---------- Page text

As part of our on-going research on the stability and reactivity of MOP-type primary phosphines,⁹ we recently reported the synthesis of MOP-phosphonite ligands 1a,b and 2a,b (Fig. 1), and elucidated their coordination behaviour towards palladium by extensive NMR and X-ray crystallographic studies.¹⁰

Fig. 1 MOP-phosphonite ligands utilised in this study with numbering.

We have established that changing the stereochemistry of the binol fragment from (S)- to (R)- shuttles the position of the palladium from the front towards the back of the lower naphthyl ring in [PdCl(η³-C₄H₇)(1/2a,b)] complexes. Coordination to the 1′-aryl carbon was observed in the [Pd(η³-C₄H₇)(2a,b)]⁺ derivatives, indicating that these ligands were acting as an η¹,η¹-chelate. As a result we were able to probe the ramifications of this behaviour on the asymmetric hydrosilylation of styrene, a classic benchmark reaction for MOP ligands.^1,11 Herein, we investigate rhodium(I) and iridium(I) complexes of MOP-phosphonites 1a,b and 2a,b and examine their metal–ligand binding modes.

--------------------
---------- Entries shown

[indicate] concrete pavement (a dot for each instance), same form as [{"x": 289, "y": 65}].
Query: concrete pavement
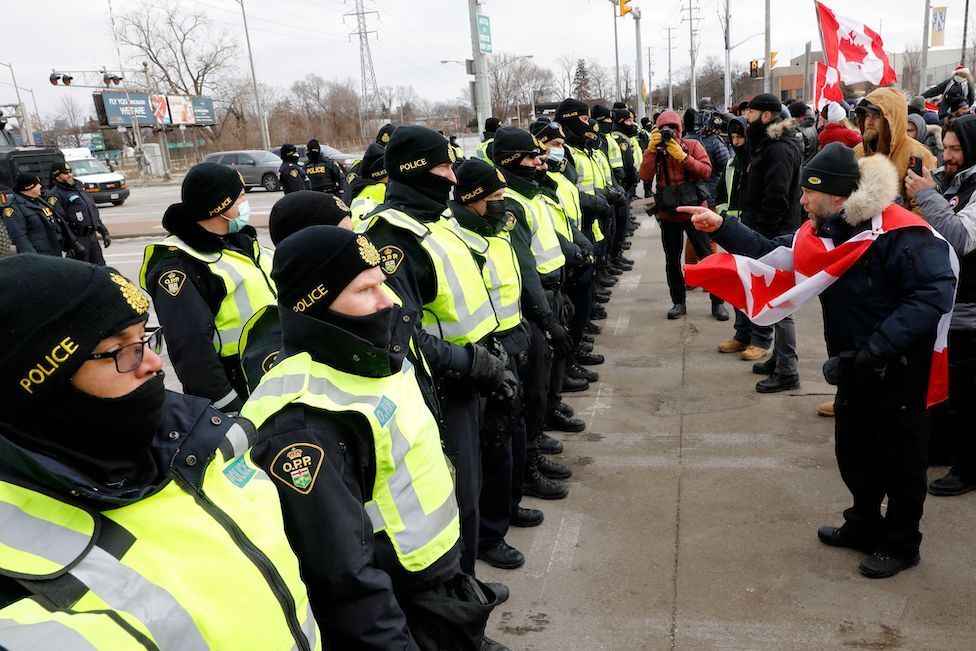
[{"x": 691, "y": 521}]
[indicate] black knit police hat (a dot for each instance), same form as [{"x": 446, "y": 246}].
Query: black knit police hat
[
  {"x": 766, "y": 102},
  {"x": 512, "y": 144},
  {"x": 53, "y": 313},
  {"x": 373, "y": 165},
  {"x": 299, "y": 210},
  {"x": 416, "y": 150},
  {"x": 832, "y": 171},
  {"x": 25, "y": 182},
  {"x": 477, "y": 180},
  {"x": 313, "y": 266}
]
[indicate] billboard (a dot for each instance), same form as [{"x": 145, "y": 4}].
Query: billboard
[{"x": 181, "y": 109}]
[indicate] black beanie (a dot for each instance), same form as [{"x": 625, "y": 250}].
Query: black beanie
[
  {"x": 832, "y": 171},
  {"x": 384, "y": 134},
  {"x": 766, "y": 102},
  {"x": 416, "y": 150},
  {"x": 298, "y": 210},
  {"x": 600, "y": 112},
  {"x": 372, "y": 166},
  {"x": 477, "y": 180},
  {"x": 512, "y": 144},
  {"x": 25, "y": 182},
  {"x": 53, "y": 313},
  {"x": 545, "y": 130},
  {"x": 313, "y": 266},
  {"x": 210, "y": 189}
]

--------------------
---------- Entries shown

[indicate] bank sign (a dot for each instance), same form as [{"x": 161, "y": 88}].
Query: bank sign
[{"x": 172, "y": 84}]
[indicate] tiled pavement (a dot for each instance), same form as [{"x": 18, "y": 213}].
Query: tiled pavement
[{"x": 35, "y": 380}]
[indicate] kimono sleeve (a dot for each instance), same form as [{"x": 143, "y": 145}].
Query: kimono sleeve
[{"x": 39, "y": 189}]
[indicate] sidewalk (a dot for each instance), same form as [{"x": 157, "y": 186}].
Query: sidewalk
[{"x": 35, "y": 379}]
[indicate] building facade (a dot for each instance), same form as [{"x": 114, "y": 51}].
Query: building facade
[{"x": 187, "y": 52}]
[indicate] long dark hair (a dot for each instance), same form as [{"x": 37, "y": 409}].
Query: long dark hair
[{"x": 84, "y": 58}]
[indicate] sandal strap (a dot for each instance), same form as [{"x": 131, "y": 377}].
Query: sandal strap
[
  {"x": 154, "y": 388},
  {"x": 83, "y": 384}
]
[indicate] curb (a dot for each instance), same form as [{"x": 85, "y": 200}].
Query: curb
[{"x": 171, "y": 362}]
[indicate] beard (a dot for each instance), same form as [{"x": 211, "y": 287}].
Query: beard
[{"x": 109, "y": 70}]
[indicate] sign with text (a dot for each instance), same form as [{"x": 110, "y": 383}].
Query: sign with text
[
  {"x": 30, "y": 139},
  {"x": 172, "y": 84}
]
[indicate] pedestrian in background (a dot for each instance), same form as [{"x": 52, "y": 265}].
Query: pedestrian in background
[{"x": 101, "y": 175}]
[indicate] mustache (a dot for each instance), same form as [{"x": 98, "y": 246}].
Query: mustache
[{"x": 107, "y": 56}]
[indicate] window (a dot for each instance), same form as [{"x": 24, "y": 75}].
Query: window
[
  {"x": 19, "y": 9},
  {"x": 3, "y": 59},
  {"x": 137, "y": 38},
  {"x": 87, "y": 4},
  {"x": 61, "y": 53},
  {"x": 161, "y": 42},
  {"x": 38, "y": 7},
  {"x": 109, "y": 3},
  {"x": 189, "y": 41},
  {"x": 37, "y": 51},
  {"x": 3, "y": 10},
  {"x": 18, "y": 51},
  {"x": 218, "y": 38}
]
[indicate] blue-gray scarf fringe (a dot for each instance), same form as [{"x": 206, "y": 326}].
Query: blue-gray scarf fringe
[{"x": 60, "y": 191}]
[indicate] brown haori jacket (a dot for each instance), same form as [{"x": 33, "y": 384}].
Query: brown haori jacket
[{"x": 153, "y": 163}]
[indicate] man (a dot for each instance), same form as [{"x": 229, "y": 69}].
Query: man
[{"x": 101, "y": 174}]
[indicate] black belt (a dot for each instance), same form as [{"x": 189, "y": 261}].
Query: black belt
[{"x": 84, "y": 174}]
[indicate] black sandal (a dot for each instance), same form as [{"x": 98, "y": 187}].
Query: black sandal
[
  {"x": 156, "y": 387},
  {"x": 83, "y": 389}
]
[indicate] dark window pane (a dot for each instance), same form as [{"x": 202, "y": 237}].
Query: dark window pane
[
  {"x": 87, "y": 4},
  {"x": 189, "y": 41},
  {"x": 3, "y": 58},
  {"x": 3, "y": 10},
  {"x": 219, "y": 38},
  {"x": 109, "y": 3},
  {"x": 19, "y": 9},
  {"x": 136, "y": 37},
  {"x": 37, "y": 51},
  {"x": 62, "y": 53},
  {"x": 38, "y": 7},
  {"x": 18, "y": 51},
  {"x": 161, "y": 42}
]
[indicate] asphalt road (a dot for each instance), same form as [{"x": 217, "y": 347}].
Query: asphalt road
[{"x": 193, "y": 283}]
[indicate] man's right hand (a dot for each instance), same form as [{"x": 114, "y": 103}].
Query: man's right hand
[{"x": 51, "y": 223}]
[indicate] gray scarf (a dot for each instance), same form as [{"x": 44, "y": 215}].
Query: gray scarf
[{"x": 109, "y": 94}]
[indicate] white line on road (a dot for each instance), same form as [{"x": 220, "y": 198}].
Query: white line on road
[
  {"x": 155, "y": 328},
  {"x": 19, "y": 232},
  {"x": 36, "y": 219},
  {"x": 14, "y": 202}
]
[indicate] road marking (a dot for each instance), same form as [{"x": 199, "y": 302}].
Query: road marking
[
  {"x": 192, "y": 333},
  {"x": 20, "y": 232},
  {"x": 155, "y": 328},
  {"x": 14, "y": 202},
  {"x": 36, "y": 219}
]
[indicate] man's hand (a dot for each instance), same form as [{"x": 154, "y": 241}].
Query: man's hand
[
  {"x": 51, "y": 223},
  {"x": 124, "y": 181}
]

--------------------

• Required work:
In the passage on MOP-phosphonite ligands above, condense the paragraph beginning "We have established that" into a bulleted list that keeps its main facts.

• Answer to the task:
- In [PdCl(η³-C₄H₇)(1/2a,b)] complexes, switching the binol fragment from (S)- to (R)- moves the palladium from the front to the back of the lower naphthyl ring.
- In the [Pd(η³-C₄H₇)(2a,b)]⁺ derivatives, coordination to the 1′-aryl carbon was observed, so these ligands act as an η¹,η¹-chelate.
- This behavior allowed its effects on the asymmetric hydrosilylation of styrene, a classic benchmark reaction for MOP ligands, to be probed.
- The present work investigates rhodium(I) and iridium(I) complexes of MOP-phosphonites 1a,b and 2a,b and examines their metal–ligand binding modes.